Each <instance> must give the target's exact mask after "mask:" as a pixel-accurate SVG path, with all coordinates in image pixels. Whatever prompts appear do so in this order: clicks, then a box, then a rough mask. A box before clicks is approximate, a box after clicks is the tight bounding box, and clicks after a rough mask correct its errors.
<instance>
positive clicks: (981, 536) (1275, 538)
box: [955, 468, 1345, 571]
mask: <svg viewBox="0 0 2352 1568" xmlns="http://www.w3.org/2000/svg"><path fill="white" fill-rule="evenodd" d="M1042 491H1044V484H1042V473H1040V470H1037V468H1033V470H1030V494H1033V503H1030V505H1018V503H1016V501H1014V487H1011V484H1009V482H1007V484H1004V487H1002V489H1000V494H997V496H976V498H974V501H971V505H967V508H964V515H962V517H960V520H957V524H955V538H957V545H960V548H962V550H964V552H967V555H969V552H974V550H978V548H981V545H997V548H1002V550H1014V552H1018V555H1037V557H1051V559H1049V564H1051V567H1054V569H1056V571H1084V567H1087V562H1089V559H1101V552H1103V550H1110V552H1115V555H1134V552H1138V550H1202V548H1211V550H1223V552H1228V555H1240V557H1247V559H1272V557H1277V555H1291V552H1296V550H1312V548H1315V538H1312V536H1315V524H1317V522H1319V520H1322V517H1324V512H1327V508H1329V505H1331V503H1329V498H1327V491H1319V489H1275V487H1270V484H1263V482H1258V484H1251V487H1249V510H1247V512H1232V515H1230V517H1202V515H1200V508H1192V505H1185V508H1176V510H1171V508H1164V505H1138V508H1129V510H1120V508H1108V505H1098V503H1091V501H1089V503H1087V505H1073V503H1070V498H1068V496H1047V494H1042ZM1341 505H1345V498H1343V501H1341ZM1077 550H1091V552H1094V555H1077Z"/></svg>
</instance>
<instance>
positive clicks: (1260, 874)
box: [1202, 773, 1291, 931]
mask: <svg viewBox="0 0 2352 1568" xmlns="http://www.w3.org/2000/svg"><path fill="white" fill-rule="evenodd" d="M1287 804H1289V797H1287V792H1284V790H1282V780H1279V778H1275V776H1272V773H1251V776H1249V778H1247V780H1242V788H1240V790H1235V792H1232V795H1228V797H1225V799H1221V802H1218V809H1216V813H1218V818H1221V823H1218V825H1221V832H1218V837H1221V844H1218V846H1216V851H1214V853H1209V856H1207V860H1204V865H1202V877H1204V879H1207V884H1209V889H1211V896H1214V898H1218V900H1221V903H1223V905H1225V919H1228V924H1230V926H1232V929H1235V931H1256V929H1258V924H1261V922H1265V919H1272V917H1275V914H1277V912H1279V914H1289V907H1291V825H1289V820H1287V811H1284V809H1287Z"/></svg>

## What to do
What is needed is a copy of every line above in which "positive" appears.

## Written answer
positive clicks: (981, 536) (1275, 538)
positive clicks: (1260, 874)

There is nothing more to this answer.